J’ai été surprise de voir que dans cette saison 2, on change complètement de registre, tout à coup la religion juive apparaît. On le voit dès le générique, avec l’étoile de David et la kippa sur le micro. Qu’est-ce qui vous a donné envie de parler de ça ?
L’ADN de cette série, c’est la maternité, l’ambivalence du désir ou non de maternité. La saison 1, c’était une belle-maternité imposée, à quelqu’un qui est trop jeune pour avoir envie d’être mère, et la saison 2 c’est vraiment une maternité amputée. Que tu sois belle-mère ou beau-père, la filiation que tu développes dans le cadre d’une garde partagée, c’est une parentalité. Qu’est-ce qu’il se passe quand elle est amputée ?

→ DONNÉES

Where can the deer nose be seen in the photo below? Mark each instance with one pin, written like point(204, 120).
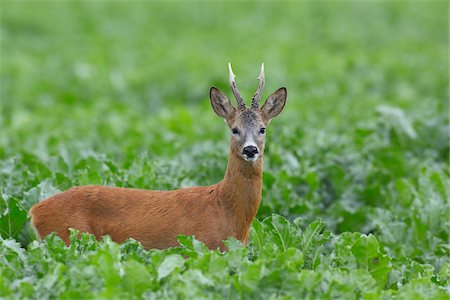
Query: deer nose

→ CONSIGNES
**a)** Répondez à ces questions sur l'entretien consacré à la série :
(i) Qu'est-ce qui, dans le générique de la saison 2, montre l'apparition de la religion juive ?
(ii) Quelle forme de maternité la saison 1 met-elle en scène ?
(iii) Par quelle expression la saison 2 est-elle qualifiée ?
**b)** Prolongez l'entretien consacré à la série à partir de sa dernière phrase.

→ EXERCICES CORRIGÉS
**a)**
(i) L'étoile de David et la kippa sur le micro.
(ii) Une belle-maternité imposée à quelqu'un de trop jeune pour avoir envie d'être mère.
(iii) Une maternité amputée.

**b)**
Après ce qui m’a intéressé, c’est qu’il y ait du temps qu’il ait passé. Dans la réalité, quand il y a huit ans qui passent dans la vie de quelqu’un, a fortiori d’une femme, il y a des désirs qui changent, des identités qui changent, des mues qui s’opèrent, tout le temps. En huit ans, Prune questionne toujours son rapport à l’écriture, elle questionne son rapport à la maternité, elle questionne son rapport au désir et, en fait, elle questionne tout le temps son rapport à son identité. C’était la même chose dans la saison 1, c’était un coming-of-age d’une jeune de vingt-cinq ans qui ne sait pas quelle est son identité.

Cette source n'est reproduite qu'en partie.